--- PROVIDED TEXT ---
_____

# Confused with a spherical coordinate system surface element

I can not understand how a particular surface element is derived in spherical coordinates.

The equation expressing the surface element vector is given as

$$r_s = (\sqrt{R^2-z_s^2} \cos \phi,\sqrt{R^2-z_s^2}\sin \phi, z_s)$$

And then the differential surface element is given as

$$dr_s = R d\phi dz_s$$

The center of the sphere is the origin and its radius is $$R$$. The z axis coordinate of the surface element is $$z_s$$.

I can not find a reference on the web that shows this particular surface element. I figured out that it is the formula for an 'infinitesimal' spherical zone of height $$dz_s$$ if $$d\phi$$ can be integrated out by symmetry to yield $$2\pi$$, (that is a spherical zone area = $$2\pi Rh$$ where here $$h=dz_s$$).

So in an integral where there is symmetry around the z axis, this differential surface area can be used to integrate a function over a sphere by summing up infinitesimal spherical zones over the z axis.

_____

--- ENTRIES SUPPLIED ---

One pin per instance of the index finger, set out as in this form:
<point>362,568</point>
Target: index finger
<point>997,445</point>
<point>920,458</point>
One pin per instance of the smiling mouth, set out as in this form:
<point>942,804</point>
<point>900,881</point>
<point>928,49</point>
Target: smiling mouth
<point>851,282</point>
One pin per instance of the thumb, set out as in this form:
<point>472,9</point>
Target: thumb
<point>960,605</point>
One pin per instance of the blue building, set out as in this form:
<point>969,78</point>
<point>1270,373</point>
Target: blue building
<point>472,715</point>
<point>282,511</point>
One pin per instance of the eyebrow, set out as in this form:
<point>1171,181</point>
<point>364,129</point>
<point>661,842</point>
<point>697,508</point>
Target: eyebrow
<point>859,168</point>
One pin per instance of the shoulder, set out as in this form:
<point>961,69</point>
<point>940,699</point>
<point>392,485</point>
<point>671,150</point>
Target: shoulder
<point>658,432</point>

_____

--- TASK REQUIREMENTS ---
(1) Translate this sentence from the post on the spherical surface element into French: "I can not understand how a particular surface element is derived in spherical coordinates."
(2) From the post on the spherical surface element, extract the passage between "The center of" and "where here $$h=dz_s$$).", inclusive.

--- COMPLETE ANSWERS ---
(1) Je ne parviens pas à comprendre comment un élément de surface particulier est obtenu en coordonnées sphériques.

(2)
The center of the sphere is the origin and its radius is $$R$$. The z axis coordinate of the surface element is $$z_s$$.

I can not find a reference on the web that shows this particular surface element. I figured out that it is the formula for an 'infinitesimal' spherical zone of height $$dz_s$$ if $$d\phi$$ can be integrated out by symmetry to yield $$2\pi$$, (that is a spherical zone area = $$2\pi Rh$$ where here $$h=dz_s$$).